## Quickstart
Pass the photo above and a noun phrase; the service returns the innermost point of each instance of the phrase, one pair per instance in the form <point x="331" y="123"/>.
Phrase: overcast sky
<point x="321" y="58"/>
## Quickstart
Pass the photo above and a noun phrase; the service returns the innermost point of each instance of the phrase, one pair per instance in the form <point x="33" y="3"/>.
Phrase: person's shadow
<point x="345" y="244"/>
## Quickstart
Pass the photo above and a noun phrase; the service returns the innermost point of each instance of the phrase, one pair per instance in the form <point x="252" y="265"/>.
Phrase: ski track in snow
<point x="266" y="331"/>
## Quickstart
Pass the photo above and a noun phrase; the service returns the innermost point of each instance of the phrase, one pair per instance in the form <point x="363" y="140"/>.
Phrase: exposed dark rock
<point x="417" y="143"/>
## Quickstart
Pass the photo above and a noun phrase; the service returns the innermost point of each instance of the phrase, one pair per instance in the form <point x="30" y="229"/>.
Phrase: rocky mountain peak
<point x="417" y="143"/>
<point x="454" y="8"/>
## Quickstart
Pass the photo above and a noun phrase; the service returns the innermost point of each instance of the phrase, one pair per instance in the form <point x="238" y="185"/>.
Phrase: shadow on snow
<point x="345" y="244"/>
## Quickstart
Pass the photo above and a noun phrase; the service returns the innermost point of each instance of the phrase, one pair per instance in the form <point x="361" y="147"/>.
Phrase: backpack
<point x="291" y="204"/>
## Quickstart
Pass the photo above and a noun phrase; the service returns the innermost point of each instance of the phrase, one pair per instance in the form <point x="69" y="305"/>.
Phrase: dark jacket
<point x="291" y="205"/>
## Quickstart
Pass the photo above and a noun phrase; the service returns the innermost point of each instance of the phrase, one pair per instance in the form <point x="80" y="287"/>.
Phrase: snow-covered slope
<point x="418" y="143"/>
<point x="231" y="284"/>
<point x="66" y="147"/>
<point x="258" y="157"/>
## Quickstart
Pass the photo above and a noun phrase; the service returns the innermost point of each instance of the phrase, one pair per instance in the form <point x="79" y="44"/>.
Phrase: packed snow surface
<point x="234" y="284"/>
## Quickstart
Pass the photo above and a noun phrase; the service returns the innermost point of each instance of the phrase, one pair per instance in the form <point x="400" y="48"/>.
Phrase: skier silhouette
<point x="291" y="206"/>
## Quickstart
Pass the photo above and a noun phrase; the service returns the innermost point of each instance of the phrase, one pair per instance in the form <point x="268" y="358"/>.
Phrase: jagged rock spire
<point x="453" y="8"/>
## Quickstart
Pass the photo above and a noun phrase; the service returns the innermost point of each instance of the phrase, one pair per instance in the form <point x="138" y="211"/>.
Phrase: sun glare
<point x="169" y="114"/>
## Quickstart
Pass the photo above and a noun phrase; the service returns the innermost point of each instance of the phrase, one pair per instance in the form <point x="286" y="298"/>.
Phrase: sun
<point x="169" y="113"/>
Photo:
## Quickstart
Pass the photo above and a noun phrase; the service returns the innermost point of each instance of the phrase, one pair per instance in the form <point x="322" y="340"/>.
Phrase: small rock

• Requirement: Every line of the material is to be set down again verbatim.

• Exercise solution:
## Quickstart
Pass the photo above and a noun phrase; the service returns the innermost point of each instance of the phrase, one pair per instance in the form <point x="331" y="123"/>.
Phrase: overcast sky
<point x="321" y="58"/>
## Quickstart
Pass the photo above and a noun phrase; the service returns the innermost point of each instance of the phrase, one pair per instance in the form <point x="33" y="3"/>.
Phrase: person's shadow
<point x="345" y="244"/>
## Quickstart
Pass the photo above and a noun phrase; the service returns the innermost point of each instance of the phrase, one pair per instance in the form <point x="252" y="265"/>.
Phrase: ski track in snow
<point x="266" y="331"/>
## Quickstart
Pass the photo above and a noun phrase; the service returns the innermost point of each instance of the phrase, one pair per instance in the form <point x="363" y="140"/>.
Phrase: exposed dark rock
<point x="417" y="143"/>
## Quickstart
Pass the photo above and a noun phrase; the service returns the innermost point of each instance of the phrase, one pair per instance in the form <point x="30" y="229"/>.
Phrase: rocky mountain peak
<point x="417" y="143"/>
<point x="454" y="8"/>
## Quickstart
Pass the photo above and a noun phrase; the service returns the innermost point of each instance of the phrase, one pair per instance in the form <point x="238" y="185"/>.
Phrase: shadow on snow
<point x="345" y="244"/>
## Quickstart
Pass the photo above and a noun phrase; the service returns the innermost point of each instance of the phrase, one pair per instance in the form <point x="361" y="147"/>.
Phrase: backpack
<point x="291" y="204"/>
## Quickstart
Pass the photo above and a noun phrase; the service returns the innermost point of each instance of the phrase, one pair per instance in the form <point x="69" y="305"/>.
Phrase: dark jacket
<point x="291" y="205"/>
## Quickstart
Pass the photo above and a noun phrase; the service returns the innermost point of each instance of the phrase, one pair per instance in the form <point x="80" y="287"/>.
Phrase: snow-covered slope
<point x="418" y="143"/>
<point x="231" y="284"/>
<point x="66" y="147"/>
<point x="258" y="157"/>
## Quickstart
Pass the photo above and a noun phrase; the service returns the innermost point of each instance of the phrase, one pair per instance in the form <point x="79" y="44"/>.
Phrase: packed snow surface
<point x="234" y="284"/>
## Quickstart
Pass the photo above and a noun phrase; the service returns the innermost point of each instance of the phrase, one pair per instance in the form <point x="400" y="48"/>.
Phrase: skier silhouette
<point x="291" y="206"/>
## Quickstart
Pass the photo above and a noun phrase; the service returns the innermost point of each instance of the phrase, one pair per instance in the form <point x="268" y="358"/>.
Phrase: jagged rock spire
<point x="453" y="8"/>
## Quickstart
Pass the photo above and a noun phrase; the service returns the innermost point of each instance of the phrase, one pair per instance in the form <point x="138" y="211"/>.
Phrase: sun glare
<point x="169" y="114"/>
## Quickstart
Pass the photo above and a noun phrase; the service returns the innermost point of each instance of the phrase, one pair per instance in the form <point x="286" y="298"/>.
Phrase: sun
<point x="169" y="113"/>
Photo:
## Quickstart
Pass the photo above and a noun phrase; the service returns the innermost point of each instance of the phrase, one pair per instance in the form <point x="322" y="340"/>.
Phrase: small rock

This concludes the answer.